Si l'IA peut effectivement avoir un impact sur la vie des gens et faire la différence, le récit qui l'entoure est beaucoup moins incroyable que son utilisation projetée ou hypothétique dans les politiques.

Dans la pratique, la plupart des exemples et des études sur l'IA la décrivent comme un technocrate omnipotent capable de résoudre des problèmes complexes, qu'il s'agisse de la situation politique locale ou de l'infrastructure des villes. Ces exemples et ces faits illustrent le côté au mieux ennuyeux, voire abusif, de la technologie de l'IA.

Si vous cherchez yapay zeka (intelligence artificielle en turc) dans n'importe quel moteur de recherche en ligne, vous obtiendrez d'abord des résultats célébrant l'IA, à l'instar du sentiment exprimé par les politiciens. Les utilisations potentielles et réelles de l'IA (ces dernières n'étant parfois pas tout à fait exactes), principalement à l'étranger, sont présentées avec des lunettes roses. Si vous continuez à faire défiler les résultats, un autre aspect du débat sur l'IA apparaît. On y voit des dizaines de personnes se plaindre de l'IA, la décrivant comme ennuyeuse et frustrante. Sans empathie ni compétence, la technologie de l'IA commence à ressembler au concept de « dystopie ennuyeuse » de feu le critique culturel Mark Fisher.

> [Parties de l'exercice]
(1) Recopiez le passage sur l'intelligence artificielle à partir des mots « Dans la pratique, la », en vous arrêtant après « technologie de l'IA. ».
(2) Répondez à ces questions sur le passage sur l'intelligence artificielle :
(a) Que signifie « yapay zeka » ?
(b) Quels deux adjectifs les personnes qui se plaignent de l'IA emploient-elles pour la décrire ?
(c) Quel concept le passage attribue-t-il à Mark Fisher ?
(3) Reprenez le passage sur l'intelligence artificielle après sa dernière phrase et poursuivez-le.

> [Enregistrements de données]
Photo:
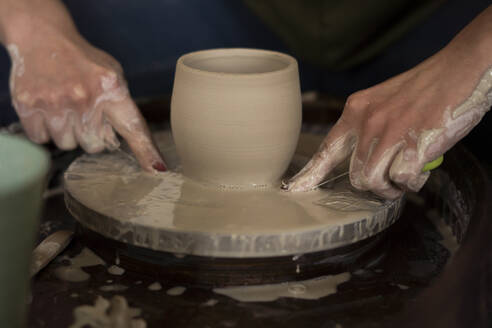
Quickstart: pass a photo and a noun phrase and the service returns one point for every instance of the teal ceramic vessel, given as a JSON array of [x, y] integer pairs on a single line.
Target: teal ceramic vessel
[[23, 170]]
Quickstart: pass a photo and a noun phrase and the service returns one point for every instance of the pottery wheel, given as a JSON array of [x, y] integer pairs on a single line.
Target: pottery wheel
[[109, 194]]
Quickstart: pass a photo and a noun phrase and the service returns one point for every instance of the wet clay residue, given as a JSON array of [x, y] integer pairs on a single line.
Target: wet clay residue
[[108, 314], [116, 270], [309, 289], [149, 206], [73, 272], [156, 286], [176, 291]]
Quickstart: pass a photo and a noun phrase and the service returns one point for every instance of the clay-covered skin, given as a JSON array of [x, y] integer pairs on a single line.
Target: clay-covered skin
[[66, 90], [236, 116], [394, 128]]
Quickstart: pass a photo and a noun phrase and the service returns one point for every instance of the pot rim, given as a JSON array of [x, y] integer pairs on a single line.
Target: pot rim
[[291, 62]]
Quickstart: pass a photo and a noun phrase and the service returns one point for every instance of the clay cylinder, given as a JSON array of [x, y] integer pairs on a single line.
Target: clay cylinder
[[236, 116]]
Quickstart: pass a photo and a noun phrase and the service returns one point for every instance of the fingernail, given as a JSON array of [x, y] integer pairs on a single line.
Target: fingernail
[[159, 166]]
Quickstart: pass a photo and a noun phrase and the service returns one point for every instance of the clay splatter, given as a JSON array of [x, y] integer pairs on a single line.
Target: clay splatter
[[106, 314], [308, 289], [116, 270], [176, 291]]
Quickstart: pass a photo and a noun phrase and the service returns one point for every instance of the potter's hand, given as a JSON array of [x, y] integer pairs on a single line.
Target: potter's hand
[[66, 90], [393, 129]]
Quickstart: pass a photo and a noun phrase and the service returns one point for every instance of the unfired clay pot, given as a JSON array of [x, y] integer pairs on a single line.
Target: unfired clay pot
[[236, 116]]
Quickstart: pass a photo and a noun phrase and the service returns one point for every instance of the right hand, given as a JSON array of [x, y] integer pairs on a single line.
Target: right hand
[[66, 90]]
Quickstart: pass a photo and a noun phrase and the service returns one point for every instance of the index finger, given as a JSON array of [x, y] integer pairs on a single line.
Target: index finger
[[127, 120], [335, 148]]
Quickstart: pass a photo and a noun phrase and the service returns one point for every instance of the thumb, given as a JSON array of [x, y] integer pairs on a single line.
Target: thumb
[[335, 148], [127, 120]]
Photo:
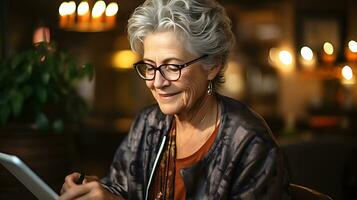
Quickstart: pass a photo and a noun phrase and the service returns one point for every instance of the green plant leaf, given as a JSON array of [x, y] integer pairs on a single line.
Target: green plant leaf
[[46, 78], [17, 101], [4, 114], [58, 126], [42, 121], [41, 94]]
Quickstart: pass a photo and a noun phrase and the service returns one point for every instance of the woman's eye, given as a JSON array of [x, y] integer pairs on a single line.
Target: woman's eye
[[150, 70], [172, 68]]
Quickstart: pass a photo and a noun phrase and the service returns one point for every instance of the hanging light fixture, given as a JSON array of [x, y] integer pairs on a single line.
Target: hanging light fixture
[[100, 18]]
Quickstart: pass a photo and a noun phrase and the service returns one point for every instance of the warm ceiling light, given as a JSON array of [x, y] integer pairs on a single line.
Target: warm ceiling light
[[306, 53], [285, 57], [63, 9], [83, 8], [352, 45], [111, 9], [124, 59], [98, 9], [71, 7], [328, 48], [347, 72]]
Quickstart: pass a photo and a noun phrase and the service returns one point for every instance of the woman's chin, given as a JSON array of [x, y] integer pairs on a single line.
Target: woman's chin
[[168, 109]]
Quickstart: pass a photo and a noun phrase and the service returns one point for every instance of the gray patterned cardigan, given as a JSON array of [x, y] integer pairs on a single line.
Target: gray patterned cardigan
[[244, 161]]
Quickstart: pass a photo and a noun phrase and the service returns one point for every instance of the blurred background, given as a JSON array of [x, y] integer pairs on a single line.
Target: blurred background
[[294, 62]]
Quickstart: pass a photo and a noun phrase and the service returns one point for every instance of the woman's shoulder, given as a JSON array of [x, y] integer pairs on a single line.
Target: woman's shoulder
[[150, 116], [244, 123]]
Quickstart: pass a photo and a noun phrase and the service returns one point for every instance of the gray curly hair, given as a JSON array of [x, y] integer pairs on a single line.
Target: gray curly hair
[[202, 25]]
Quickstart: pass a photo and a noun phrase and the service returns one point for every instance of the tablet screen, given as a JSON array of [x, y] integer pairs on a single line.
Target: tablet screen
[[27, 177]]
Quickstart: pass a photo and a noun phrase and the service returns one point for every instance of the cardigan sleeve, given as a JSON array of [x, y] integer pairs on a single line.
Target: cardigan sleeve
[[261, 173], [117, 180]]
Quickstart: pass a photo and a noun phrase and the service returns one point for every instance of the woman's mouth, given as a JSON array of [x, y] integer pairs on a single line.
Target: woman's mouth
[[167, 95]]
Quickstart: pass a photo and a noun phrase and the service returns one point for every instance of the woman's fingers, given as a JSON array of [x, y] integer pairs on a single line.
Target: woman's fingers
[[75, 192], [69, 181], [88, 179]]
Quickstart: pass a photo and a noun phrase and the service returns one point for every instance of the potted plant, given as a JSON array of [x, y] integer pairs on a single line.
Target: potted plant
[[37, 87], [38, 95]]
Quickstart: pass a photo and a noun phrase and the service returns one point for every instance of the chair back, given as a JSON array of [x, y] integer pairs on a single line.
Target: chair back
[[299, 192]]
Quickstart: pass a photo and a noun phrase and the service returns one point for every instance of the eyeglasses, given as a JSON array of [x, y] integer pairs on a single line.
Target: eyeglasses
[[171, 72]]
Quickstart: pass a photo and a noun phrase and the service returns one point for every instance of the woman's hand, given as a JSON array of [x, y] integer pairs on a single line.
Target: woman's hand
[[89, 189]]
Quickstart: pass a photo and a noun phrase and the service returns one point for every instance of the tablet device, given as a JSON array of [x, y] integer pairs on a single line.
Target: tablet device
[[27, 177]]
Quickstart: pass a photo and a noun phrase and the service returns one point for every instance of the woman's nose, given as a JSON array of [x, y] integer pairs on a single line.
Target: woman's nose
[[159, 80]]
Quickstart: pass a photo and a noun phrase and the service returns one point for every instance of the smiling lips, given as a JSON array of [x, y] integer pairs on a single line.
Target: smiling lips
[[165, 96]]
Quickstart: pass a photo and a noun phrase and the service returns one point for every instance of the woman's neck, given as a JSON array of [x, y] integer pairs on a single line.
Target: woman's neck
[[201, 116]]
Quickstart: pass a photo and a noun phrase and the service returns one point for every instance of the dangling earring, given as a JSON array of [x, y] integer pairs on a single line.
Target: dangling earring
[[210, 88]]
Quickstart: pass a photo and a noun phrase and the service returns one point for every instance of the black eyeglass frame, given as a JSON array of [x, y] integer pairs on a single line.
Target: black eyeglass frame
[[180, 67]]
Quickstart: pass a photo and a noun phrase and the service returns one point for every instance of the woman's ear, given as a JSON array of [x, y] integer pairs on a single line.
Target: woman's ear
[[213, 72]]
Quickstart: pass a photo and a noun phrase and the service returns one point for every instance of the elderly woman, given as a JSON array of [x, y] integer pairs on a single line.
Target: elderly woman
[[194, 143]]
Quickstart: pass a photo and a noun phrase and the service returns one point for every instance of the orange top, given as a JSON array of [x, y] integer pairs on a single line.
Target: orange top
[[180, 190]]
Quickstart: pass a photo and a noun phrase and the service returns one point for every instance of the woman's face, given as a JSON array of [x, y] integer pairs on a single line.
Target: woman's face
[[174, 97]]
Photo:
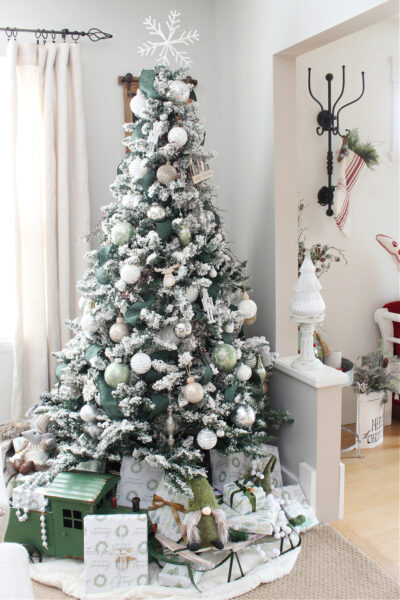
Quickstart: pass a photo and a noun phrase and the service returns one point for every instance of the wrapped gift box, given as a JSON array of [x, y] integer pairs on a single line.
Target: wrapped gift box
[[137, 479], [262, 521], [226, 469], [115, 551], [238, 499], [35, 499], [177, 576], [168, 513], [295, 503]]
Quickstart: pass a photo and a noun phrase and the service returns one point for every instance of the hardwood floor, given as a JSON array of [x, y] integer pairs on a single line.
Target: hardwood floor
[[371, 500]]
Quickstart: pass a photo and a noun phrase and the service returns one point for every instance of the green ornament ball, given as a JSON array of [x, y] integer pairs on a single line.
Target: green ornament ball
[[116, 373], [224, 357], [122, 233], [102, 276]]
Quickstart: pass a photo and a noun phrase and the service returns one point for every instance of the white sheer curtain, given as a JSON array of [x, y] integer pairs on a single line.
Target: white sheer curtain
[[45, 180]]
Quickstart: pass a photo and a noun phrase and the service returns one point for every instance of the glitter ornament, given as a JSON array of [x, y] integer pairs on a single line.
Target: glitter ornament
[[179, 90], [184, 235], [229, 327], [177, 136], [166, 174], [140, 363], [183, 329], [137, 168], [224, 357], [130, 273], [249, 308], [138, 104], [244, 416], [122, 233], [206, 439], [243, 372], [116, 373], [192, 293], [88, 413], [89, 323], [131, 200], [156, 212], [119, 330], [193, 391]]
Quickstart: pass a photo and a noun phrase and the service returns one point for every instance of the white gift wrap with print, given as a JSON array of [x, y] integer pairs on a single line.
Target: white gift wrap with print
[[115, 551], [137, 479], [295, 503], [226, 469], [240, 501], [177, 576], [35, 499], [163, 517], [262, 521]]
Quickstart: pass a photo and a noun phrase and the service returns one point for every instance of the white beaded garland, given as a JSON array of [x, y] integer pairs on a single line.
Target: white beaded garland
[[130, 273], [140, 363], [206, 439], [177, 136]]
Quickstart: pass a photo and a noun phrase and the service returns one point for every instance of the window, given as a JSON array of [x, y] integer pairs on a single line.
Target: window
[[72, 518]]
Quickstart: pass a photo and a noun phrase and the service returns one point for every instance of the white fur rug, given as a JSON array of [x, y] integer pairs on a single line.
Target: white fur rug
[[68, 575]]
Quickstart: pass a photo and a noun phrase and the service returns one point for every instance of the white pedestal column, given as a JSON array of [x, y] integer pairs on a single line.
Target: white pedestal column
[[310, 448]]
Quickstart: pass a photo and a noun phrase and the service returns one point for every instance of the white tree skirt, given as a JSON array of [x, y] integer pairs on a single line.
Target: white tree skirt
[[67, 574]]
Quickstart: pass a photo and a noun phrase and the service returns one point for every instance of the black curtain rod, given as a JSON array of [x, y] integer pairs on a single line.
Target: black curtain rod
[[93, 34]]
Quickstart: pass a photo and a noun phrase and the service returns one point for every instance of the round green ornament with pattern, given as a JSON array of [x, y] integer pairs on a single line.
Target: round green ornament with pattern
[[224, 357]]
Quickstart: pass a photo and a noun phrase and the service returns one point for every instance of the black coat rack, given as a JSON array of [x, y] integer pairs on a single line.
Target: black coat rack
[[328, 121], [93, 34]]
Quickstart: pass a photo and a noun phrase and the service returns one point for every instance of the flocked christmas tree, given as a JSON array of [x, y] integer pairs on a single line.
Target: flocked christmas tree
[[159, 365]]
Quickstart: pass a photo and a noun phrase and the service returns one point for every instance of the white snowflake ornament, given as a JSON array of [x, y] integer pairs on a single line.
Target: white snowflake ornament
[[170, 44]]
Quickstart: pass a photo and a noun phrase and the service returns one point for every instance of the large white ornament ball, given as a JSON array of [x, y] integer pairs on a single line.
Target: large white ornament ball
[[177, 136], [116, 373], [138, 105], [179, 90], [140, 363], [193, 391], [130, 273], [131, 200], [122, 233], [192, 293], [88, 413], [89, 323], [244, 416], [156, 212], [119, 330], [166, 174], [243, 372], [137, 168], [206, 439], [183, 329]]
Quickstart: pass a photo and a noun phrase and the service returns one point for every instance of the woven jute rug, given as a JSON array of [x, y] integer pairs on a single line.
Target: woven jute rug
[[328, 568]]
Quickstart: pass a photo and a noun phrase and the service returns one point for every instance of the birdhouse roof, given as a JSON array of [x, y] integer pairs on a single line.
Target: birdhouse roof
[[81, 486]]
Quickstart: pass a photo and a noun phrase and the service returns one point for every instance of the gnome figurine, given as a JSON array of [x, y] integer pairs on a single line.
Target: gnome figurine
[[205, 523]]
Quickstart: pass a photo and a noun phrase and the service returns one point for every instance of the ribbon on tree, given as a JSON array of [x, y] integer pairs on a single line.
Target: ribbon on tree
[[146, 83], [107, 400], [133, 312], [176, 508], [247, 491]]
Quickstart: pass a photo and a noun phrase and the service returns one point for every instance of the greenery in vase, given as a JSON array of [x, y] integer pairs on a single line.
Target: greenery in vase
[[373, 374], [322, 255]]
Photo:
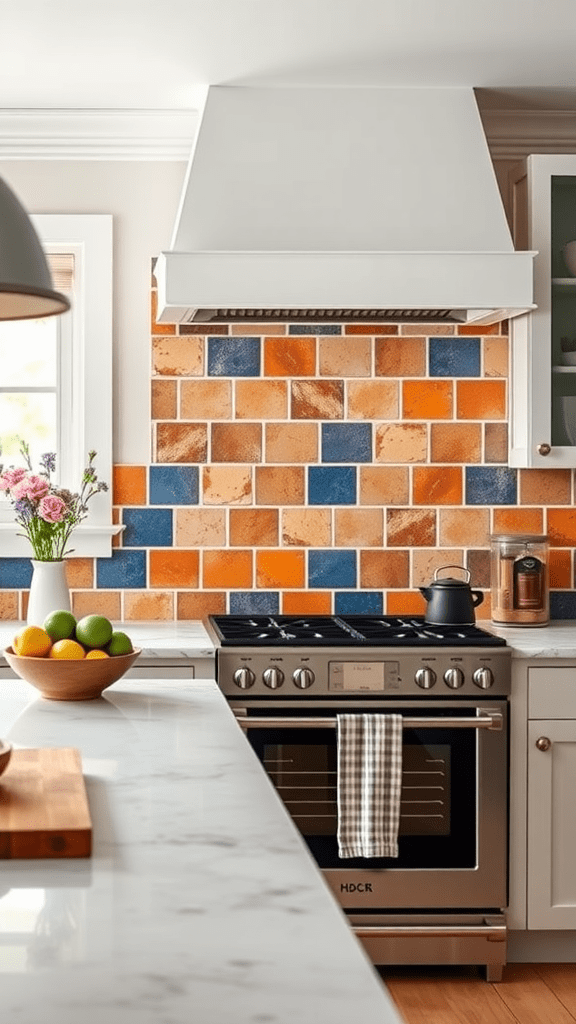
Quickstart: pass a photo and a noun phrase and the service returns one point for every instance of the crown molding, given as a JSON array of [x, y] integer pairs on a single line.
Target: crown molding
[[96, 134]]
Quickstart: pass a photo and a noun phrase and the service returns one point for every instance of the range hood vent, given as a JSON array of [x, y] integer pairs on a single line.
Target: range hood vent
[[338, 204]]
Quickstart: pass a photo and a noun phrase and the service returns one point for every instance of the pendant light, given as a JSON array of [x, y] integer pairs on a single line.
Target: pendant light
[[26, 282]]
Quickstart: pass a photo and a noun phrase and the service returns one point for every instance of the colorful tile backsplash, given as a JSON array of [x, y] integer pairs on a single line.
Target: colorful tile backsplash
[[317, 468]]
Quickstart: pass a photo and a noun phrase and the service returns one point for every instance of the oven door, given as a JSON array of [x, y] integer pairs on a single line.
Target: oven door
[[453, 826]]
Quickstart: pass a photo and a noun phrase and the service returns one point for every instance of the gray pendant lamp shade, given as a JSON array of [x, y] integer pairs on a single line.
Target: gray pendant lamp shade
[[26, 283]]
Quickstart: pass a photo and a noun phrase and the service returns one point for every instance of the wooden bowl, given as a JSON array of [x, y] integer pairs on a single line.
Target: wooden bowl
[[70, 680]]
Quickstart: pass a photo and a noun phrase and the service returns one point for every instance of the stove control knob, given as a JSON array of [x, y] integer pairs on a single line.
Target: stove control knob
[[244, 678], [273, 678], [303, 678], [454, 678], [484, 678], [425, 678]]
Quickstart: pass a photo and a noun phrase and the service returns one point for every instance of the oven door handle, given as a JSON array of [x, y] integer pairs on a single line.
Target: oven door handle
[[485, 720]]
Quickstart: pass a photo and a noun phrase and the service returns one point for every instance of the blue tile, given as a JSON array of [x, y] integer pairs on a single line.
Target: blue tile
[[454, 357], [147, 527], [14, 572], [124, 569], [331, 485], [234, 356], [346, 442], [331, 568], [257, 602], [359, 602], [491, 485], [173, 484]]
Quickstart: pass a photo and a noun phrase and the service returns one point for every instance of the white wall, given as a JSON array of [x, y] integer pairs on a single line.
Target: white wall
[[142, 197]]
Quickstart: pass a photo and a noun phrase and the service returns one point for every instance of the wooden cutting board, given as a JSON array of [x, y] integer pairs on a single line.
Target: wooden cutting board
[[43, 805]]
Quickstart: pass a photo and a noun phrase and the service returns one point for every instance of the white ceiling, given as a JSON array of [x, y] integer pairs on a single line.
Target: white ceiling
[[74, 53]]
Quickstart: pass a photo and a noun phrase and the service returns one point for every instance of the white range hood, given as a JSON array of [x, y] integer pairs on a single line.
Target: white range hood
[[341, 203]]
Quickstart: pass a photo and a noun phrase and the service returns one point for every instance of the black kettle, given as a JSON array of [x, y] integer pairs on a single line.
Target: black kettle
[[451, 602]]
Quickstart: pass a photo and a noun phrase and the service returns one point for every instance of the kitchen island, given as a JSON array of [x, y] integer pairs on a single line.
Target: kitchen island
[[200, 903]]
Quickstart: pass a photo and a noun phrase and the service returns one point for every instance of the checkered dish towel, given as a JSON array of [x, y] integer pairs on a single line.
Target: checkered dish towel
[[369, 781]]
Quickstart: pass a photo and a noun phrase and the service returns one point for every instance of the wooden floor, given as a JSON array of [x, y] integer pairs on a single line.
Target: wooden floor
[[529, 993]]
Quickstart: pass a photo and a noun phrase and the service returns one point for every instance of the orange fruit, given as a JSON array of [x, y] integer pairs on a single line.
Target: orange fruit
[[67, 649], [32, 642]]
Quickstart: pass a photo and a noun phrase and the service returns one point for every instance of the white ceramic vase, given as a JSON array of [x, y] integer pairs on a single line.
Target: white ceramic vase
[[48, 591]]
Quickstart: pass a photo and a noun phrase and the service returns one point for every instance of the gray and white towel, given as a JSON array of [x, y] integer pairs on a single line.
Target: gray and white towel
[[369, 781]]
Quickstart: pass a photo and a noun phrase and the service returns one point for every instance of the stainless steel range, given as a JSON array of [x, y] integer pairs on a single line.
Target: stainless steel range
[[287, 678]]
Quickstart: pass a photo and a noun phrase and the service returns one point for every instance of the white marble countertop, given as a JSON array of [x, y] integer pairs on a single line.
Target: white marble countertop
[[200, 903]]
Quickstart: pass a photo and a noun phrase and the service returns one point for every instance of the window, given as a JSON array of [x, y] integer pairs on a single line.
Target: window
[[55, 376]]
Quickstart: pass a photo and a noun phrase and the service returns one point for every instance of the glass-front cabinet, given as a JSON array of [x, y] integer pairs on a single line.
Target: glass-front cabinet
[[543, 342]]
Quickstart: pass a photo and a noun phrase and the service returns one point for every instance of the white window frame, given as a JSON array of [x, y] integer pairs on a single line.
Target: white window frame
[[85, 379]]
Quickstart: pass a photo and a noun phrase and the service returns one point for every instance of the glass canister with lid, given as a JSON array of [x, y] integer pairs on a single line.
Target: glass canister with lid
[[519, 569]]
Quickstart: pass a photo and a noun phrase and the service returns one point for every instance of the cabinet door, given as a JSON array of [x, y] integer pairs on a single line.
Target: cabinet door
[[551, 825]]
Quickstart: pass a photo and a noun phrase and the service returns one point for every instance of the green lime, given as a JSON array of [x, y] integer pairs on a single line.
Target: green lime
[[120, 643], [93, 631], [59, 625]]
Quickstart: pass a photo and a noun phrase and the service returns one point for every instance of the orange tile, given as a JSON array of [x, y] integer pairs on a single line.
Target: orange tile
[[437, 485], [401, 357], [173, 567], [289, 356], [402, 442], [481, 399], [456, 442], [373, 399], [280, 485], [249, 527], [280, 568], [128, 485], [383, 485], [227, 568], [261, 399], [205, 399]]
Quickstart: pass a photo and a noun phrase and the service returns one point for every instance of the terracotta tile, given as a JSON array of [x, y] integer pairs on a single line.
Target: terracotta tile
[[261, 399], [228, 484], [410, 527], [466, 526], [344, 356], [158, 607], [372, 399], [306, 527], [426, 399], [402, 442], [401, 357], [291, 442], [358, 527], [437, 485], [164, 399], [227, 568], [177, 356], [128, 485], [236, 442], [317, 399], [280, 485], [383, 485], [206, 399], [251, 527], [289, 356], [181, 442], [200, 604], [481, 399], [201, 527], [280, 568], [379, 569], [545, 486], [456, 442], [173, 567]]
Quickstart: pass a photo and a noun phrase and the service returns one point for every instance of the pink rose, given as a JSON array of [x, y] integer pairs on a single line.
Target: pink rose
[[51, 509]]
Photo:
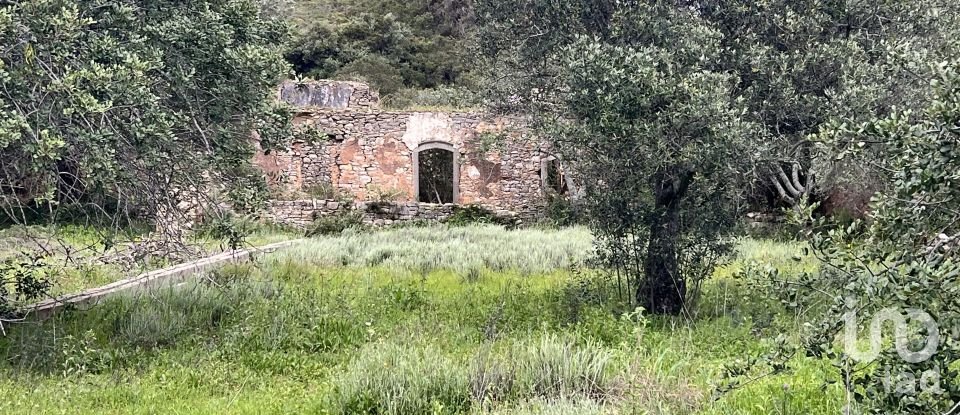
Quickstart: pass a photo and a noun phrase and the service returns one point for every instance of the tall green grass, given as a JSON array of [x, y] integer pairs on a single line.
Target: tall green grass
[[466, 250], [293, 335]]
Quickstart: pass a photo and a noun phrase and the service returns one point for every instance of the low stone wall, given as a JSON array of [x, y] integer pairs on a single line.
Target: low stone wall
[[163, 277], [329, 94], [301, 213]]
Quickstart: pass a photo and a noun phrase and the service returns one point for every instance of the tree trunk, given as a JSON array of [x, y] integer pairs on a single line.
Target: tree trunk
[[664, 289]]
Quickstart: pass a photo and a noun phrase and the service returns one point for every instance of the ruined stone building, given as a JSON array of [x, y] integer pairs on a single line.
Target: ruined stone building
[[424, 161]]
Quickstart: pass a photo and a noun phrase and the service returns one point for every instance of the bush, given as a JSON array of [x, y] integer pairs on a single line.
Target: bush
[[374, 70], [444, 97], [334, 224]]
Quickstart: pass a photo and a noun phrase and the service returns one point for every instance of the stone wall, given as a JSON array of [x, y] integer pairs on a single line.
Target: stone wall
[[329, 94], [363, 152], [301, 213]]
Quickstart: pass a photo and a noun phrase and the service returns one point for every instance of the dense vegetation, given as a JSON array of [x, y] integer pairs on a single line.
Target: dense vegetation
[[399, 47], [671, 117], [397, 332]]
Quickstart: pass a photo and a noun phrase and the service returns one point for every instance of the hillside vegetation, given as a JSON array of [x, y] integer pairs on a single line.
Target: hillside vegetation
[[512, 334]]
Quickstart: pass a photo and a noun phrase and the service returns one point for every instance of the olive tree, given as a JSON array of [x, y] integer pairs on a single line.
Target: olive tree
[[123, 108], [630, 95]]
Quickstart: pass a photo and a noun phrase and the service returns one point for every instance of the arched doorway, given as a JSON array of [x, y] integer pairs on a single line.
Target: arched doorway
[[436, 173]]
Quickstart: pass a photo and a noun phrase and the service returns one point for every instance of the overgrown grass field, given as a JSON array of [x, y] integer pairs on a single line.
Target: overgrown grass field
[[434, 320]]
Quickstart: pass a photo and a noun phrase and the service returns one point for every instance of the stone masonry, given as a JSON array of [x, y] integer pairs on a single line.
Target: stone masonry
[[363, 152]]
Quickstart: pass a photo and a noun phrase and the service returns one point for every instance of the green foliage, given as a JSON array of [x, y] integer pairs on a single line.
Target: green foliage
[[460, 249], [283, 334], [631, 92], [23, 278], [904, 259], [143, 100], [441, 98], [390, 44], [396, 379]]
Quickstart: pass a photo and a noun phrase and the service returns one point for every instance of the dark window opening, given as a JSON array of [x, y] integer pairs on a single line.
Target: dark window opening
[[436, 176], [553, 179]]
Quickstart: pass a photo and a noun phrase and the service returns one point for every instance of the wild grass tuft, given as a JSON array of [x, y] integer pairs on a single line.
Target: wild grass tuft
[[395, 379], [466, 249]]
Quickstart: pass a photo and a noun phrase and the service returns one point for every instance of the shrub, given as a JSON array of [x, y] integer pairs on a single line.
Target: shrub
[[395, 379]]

> [Exercices corrigés]
(1)
Dans la pratique, la plupart des exemples et des études sur l'IA la décrivent comme un technocrate omnipotent capable de résoudre des problèmes complexes, qu'il s'agisse de la situation politique locale ou de l'infrastructure des villes. Ces exemples et ces faits illustrent le côté au mieux ennuyeux, voire abusif, de la technologie de l'IA.

(2)
(a) Intelligence artificielle, en turc.
(b) Ennuyeuse et frustrante.
(c) La « dystopie ennuyeuse ».

(3)
 Le côté obscur de la technologie et de l'IA

Être irritant n'est pas le pire que l'IA puisse offrir. Il y a un côté plus sombre à tout cela. Il y a eu des cas de méthodes de « deepfake » utilisées pour harceler sexuellement des personnes en Turquie avant même que les « deepfakes » controversés de la chanteuse Taylor Swift ne soient révélés au grand jour, ce qui a alerté le Congrès américain. Une jeune femme turque qui a signalé aux médias qu'un harceleur utilisait des faux fabriqués à partir de ses images sur les médias sociaux a suscité des débats publics. Juste avant les élections générales de 2023, des photos pornographiques d'Erkan Baş, député et dirigeant du Parti des travailleurs turcs (TİP), générées par l'IA ont été diffusées sur Twitter. Ces images ont maintenant été complètement retirées des médias sociaux. Dans les deux cas, il est clair que les personnes impopulaires et les personnalités connues du public ne sont pas à l'abri de cette méthode postmoderne de harcèlement sexuel.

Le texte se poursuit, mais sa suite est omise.